[Source extract]
______________________________

The Dark Earth of Albion

There is something in the soil……

The Dark Earth of Albion by Gareth Spark

Plastic Brain Press is a creative and mind expanding enterprise putting out collections of short stories and poetry that dabble on the dark side with a lysergic sense of the surreal. Folk Horror Revival has previously reviewed Richard Daniels’ `Too Dead for Dreaming’ for this blog (also from Plastic Brain Press) and so when the postman delivered The Dark Earth of Albion to my door I knew I had an appointment with hours dreadful and things strange…..

The first thing to say at the start of this review is that rather than read this review you should order a copy of this book and read it for yourself.

The individual stories in this collection of 13 short tales reveal a multitude of characters and nightmare tinged settings from throughout this land’s dark and twisted past, present and maybe even our future. The introduction and unveiling of these various tales and their protagonists is an experience that no book review will ever do justice to.It is these experiences that links these stories together and the disassociated, outsider feel of these tales is as potent as is their link to some mysterious ancient invocation of the earth. Go and buy this book and immerse yourself in Gareth Sparks world.

The tales themselves vary in both length (some being just over a page long), subject matter and setting with Gareth turning his hand to desolate industrial estates, wartime nightclubs, remote coastal villages and muddy woodland clearings telling tales of abduction, apocalyptic survival, ancient rituals, Norse raids, biker gangs and polar bears in Whitby. What carries through all of these short stories and briefly glimpsed vignettes is Gareth’s delightful and delicious use of language. These stories are poetic – they flow with words that don’t just describe – they create, they mould and shape the story deep inside your head and occupy your thoughts.

______________________________

Position annotation records
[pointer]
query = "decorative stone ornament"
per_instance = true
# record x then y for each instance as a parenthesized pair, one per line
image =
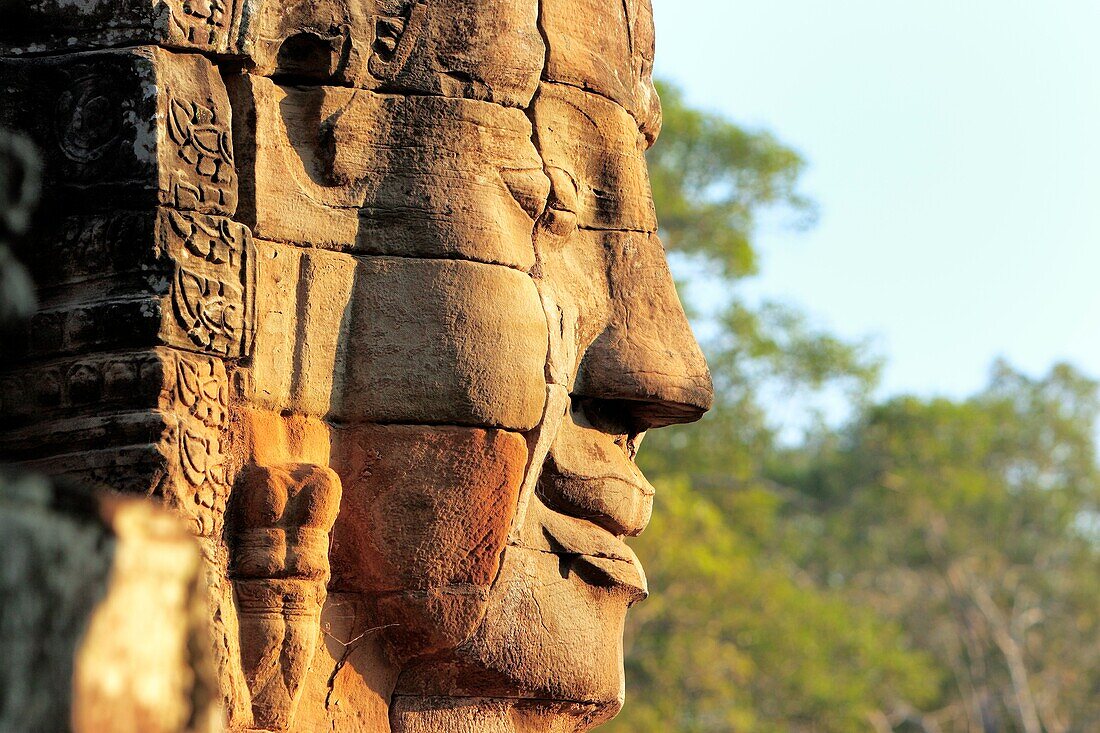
(370, 294)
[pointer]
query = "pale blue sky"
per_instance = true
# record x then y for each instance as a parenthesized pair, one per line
(954, 149)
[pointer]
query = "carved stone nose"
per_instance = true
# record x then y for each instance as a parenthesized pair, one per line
(647, 359)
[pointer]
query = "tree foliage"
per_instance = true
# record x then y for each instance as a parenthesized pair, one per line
(932, 566)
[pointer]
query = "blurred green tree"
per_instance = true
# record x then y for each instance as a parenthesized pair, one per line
(972, 524)
(737, 637)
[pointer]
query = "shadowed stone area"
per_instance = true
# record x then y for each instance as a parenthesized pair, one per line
(369, 295)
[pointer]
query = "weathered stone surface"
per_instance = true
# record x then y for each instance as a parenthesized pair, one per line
(425, 506)
(281, 568)
(78, 568)
(129, 279)
(420, 714)
(146, 423)
(435, 340)
(448, 47)
(609, 53)
(647, 356)
(130, 129)
(34, 26)
(397, 392)
(386, 174)
(537, 637)
(597, 146)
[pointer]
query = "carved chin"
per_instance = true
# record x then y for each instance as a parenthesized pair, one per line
(547, 634)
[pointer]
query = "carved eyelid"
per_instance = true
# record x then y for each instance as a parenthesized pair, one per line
(530, 187)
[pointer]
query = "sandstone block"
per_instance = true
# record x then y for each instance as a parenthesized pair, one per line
(383, 174)
(163, 276)
(129, 129)
(647, 354)
(78, 568)
(35, 26)
(597, 145)
(397, 340)
(164, 436)
(448, 47)
(609, 54)
(424, 506)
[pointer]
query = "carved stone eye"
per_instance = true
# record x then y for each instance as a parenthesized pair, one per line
(387, 33)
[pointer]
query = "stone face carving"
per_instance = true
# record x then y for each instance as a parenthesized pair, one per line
(371, 294)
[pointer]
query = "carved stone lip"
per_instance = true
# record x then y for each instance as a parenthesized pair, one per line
(597, 556)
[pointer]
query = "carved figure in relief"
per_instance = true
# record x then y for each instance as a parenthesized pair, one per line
(386, 283)
(463, 308)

______________________________

[To do]
1. Copy out the part of the review of The Dark Earth of Albion that begins at the words "Plastic Brain Press is" and ends after the words "and things strange…..".
2. According to the book review, how many short tales are in The Dark Earth of Albion?
3. Pick up the review of The Dark Earth of Albion after its last sentence and keep writing it.

[Answer list]
1.
Plastic Brain Press is a creative and mind expanding enterprise putting out collections of short stories and poetry that dabble on the dark side with a lysergic sense of the surreal. Folk Horror Revival has previously reviewed Richard Daniels’ `Too Dead for Dreaming’ for this blog (also from Plastic Brain Press) and so when the postman delivered The Dark Earth of Albion to my door I knew I had an appointment with hours dreadful and things strange…..

2. 13

3.
As the press release states `The Dark Earth of Albion’ is a collection of tales tuned to a strange and savage folk horror frequency. Stories which have crawled from the mud and now stand dripping on your bedroom carpet watching you sleep. Stories that have the power to haunt, like the warning cries of crows on a cold northerly night.’ There are indeed stories here that genuinely chill and unnerve. Stories that begin weaving a dark scene onto which even darker events are played out…..

`Dane Franlkin lived in the far side of the forest close to where the tall, black pines shaved down to the moor as hair shaves down to a skull, He lived in the remains of an old caravan with his sister, Suzanne, who has, over the years, turned more than a little crazy. She’d wander the moors and woods in stone-cold rain and beneath clouds the colour of bruises in a wind that ripped like a flail across bracken and heather.’

After reading this as the start of a story who wouldn’t want to read on and find out what dark twisted paths Gareth is leading us down. And believe me it is very dark and twisted indeed!

Many of these tales exude creepy folk horror vibes and it can be no mere coincidence that Gareth Sparks hails from Whitby – a part of the world that holds up and is itself held up by local legends and folklore. A part of England where every window you look out of and every view you stop and admire is a story in itself – and that is exactly what Gareth has created here. A collection of writings that invite us to see the way he views the world through his window onto Albion’s grey and unpleasant lands. There are no dark and satanic mills here instead you are left with the impression that every mill is dark and satanic – or has the potential to be. The same goes for every cottage, wooded glade, derelict building, rain darkened moor and swollen brook.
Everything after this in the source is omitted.